Text extract
--------------------

Q1: From my experience, manual overclock makes the board ignore power limits and any throttling will be thermal based. Maybe it's not actually stable that that voltage (or not enough loadline calibration (LLC)? Especially since MCE forces the CPU to run 4.7GHz and it does crash in that case. You can try set AVX offset to 0 too, this settings means "reduce max multiplier by this value when AVX instruction set is in use".

 

Q2: I myself keep both VCCSA and VCCIO below 1.25V, but 1.35V is still deemed acceptable for high memory overclocks. What is weird is that SA is going high, but IO isn't. Anyway, sometimes memory overclock is better with lower VCCSA and VCCIO so I'd drop them back down. To avoid memory and CPU instability from happening at the same time when you're dealing with Q1, I'd turn off XMP, memory back to 2133MHz and make SA 1.05V, IO 0.95V which are their stock values.

--------------------

Supplied data
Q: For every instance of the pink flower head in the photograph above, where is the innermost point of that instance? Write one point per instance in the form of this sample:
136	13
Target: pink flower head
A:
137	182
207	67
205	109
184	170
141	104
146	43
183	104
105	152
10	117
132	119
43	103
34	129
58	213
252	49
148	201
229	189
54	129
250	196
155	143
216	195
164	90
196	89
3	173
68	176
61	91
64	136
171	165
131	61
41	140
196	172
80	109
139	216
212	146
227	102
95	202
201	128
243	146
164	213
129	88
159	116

--------------------

Your task
Continue the overclocking advice about voltages and stability from where it ends.

Task response
 

Q3: Yes the board's auto LLC is being a tad aggressive. Asus boards give 5-9 levels of LLC depending on the model (not sure what Z390-F has), but I recommend using the level that's 1 step higher than the middle one in the first try. I also forgot if Asus LLC gets more aggressive at bigger numbers (level 9 so to say) or smaller numbers (level 1), my Asrock board is the latter but who knows.

 

Q4. Do non-AVX test like Prime95 version 26.6 and find the right voltage (might want to add 0.05v for extra stability) first, then do AVX test with new Prime95 and increase AVX offset values until it gets stable.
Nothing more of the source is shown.